Nonlinear Regression and Model Selection for U and V shaped profile analysis

This website is still in DRAFT mode, I still have a few sections to add!  
Let me know if I've terribly confused you with this presentation, it's still under construction.
Simulated U and V shaped profiles

This website is intended as a starting point for implementing the methods discussed in Greenwood and Humphrey (2003), my dissertation (2004) and Greenwood and Humphrey (to be submitted).  Initially, it will discuss the use of Matlab and the Stat Toolbox to fit the nonlinear regression models and calculate some model selection criteria.  Eventually, the methods will be discussed using R/ S-plus.  Additional analysis methods for this application that exploit Functional Data Analysis will be discussed on a parallel site.

Data Format:

1)  These methods are for the analysis of valley elevation cross profiles with each observation containing relative location measurement (x) and an elevation measurement (y).  It is assumed (although not absolutely necessary) that the x observations are distances from the first location in the profile.  The elevation measurements can be relative to sea level or the minimum observation.  If problems are encountered fitting the models, this arbitrary datum (location of 0,0 in the coordinate system) choice should be reconsidered.
————
PROBLEM - Continue the page on fitting U and V shaped valley profiles, starting right after its last sentence.
————
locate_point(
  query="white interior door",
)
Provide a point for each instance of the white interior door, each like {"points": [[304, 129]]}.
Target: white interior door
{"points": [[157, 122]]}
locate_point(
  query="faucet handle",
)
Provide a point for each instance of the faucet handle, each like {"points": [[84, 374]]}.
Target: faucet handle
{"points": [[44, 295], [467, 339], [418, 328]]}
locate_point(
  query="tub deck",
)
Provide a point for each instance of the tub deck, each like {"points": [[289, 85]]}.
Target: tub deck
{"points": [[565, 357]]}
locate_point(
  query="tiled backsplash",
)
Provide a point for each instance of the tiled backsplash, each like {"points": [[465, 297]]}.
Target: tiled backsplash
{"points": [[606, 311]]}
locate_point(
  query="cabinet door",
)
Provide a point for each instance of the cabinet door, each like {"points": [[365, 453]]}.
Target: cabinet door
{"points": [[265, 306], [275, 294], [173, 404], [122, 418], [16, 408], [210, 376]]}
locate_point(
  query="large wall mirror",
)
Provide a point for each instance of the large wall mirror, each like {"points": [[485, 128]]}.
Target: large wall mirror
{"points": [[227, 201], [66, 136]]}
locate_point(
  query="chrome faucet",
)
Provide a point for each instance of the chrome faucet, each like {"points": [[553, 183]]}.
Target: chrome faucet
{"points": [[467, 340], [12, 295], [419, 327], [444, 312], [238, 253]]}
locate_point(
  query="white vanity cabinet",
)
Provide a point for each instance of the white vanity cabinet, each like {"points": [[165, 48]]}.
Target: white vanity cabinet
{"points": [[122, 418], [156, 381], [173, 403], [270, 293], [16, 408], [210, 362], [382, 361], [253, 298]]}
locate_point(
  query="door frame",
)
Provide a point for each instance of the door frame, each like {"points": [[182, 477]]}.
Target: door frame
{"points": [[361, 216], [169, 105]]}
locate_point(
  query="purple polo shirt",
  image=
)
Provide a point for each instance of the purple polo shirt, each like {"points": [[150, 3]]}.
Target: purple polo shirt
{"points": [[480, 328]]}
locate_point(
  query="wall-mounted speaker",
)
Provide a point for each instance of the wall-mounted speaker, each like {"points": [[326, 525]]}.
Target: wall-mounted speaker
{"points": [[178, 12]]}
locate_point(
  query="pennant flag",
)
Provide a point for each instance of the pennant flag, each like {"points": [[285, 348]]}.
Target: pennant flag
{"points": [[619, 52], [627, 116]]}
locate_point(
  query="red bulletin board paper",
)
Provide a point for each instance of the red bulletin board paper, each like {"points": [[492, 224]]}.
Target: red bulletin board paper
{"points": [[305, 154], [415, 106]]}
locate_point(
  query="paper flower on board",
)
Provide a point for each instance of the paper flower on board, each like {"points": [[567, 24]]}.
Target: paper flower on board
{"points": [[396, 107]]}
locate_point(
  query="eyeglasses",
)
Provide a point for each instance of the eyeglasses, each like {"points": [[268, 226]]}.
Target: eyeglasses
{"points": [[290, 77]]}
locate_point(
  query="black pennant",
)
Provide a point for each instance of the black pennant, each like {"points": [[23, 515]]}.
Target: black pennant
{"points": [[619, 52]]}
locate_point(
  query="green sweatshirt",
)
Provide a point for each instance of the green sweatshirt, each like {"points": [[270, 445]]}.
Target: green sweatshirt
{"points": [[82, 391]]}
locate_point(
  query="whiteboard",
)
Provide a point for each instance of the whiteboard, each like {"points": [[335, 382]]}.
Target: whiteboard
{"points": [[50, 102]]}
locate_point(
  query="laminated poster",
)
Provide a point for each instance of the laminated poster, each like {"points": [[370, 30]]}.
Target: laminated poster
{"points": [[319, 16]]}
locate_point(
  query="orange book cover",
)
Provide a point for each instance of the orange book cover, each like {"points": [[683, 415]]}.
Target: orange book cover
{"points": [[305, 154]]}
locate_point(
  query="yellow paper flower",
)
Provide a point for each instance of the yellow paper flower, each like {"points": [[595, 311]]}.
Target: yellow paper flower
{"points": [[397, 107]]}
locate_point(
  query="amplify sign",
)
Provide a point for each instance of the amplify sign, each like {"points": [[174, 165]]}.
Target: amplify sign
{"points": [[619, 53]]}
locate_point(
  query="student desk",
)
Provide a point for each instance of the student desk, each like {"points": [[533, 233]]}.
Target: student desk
————
EXPECTED ANSWER -
2)  The profiles are assumed to be perpendicular to the run of the valley and the location of interest is randomly selected from some population of locations of interest.  

The following table contains a summary of data collection process using a DEM:



3)  A variable x contains the horizontal distance information and y contains the vertical displacement or elevation.  Some models will care whether the first observation has an x of 0 and the minimum y observation of 0, others are invariant to the 'datum' choice.

4)  Matlab version 6.1 or better with the Stat toolbox is being used.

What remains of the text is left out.